-- BEGIN Given data --

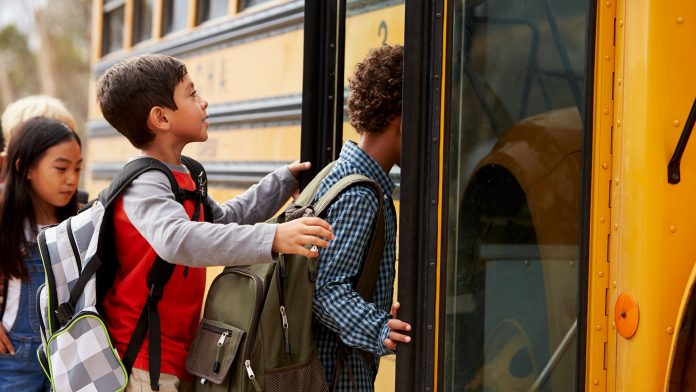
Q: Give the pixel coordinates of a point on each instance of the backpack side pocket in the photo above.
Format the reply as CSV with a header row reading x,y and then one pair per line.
x,y
213,350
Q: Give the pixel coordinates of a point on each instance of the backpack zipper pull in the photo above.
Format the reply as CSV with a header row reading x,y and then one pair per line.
x,y
286,335
250,372
221,341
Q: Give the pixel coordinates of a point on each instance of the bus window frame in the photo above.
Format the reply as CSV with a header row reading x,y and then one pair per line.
x,y
322,84
418,232
417,367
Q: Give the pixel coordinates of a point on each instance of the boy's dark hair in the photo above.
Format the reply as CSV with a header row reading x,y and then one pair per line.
x,y
375,96
131,88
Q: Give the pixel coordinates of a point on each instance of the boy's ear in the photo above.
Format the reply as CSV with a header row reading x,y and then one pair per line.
x,y
158,119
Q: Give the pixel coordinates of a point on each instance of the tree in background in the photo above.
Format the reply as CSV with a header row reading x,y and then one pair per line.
x,y
44,49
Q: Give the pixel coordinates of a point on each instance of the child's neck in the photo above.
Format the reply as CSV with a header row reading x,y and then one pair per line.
x,y
167,155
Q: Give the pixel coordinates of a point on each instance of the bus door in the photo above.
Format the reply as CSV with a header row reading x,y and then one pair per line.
x,y
497,91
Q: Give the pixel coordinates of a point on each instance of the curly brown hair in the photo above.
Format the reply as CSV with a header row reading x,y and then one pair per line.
x,y
375,97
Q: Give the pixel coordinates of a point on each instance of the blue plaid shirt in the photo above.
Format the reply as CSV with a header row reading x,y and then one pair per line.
x,y
338,309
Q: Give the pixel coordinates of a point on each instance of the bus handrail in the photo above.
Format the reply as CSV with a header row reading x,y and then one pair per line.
x,y
673,167
555,358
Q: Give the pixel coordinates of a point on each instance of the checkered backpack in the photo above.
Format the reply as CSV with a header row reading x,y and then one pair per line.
x,y
78,253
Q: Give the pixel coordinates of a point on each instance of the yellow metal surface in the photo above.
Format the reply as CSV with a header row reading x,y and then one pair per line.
x,y
681,359
626,315
652,230
598,284
259,69
371,30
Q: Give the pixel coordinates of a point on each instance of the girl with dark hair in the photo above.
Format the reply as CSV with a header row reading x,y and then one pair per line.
x,y
40,175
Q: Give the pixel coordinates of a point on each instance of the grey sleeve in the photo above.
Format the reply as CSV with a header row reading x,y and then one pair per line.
x,y
150,206
258,203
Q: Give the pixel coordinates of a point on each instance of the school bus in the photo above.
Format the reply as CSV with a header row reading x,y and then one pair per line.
x,y
545,234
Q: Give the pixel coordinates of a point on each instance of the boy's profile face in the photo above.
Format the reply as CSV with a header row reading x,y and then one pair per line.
x,y
189,121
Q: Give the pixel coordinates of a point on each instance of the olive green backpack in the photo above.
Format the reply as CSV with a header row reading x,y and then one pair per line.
x,y
256,331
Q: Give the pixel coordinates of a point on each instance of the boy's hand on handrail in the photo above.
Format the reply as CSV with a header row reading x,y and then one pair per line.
x,y
396,326
293,236
5,344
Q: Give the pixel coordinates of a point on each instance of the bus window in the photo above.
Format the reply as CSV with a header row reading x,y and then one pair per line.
x,y
142,20
210,9
517,75
175,13
112,33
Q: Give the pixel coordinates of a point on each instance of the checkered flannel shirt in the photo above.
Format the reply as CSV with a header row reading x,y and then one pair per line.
x,y
338,309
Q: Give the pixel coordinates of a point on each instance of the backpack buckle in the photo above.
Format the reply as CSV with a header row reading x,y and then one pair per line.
x,y
64,312
156,292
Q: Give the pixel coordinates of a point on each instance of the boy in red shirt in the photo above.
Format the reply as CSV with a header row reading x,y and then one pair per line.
x,y
152,101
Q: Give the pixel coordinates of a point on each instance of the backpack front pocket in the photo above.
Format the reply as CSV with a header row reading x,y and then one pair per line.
x,y
213,350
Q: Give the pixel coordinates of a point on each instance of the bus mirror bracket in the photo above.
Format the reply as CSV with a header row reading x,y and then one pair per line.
x,y
673,167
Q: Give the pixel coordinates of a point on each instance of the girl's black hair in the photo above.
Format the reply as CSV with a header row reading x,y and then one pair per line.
x,y
28,143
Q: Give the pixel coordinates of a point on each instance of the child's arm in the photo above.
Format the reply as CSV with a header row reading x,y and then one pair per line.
x,y
150,206
258,203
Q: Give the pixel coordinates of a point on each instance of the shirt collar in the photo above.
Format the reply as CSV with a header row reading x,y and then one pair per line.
x,y
365,165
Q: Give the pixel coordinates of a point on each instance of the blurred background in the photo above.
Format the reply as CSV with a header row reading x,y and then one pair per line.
x,y
44,49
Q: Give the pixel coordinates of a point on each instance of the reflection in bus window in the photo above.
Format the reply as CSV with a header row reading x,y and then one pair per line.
x,y
210,9
244,4
112,34
175,13
512,263
142,20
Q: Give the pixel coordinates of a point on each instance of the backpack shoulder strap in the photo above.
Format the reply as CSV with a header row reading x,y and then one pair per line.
x,y
367,277
311,189
131,171
201,179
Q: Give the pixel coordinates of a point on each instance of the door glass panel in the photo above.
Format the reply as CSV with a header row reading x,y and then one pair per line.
x,y
517,72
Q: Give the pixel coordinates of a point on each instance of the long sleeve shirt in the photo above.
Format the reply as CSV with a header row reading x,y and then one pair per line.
x,y
338,311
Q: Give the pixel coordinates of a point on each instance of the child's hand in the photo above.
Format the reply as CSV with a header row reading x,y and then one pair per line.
x,y
296,167
5,345
396,327
291,237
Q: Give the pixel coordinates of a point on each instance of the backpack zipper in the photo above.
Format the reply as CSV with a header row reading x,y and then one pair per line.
x,y
282,273
224,333
251,334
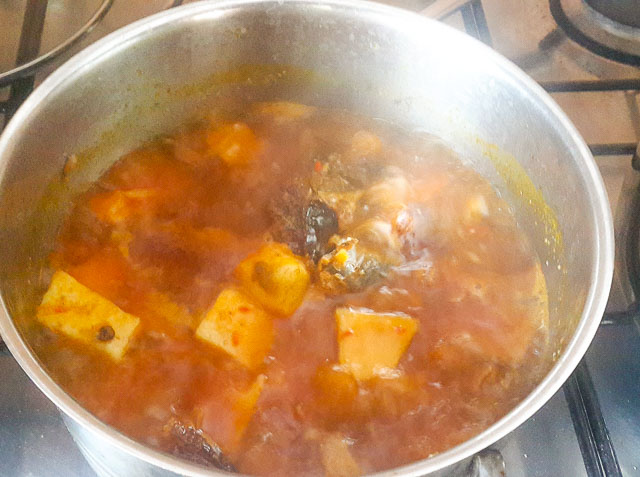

-- END Given data --

→ **Written request**:
How many lines of the rows above contain the string "sleeve"? Reply with the number alone.

→ **The solution**:
2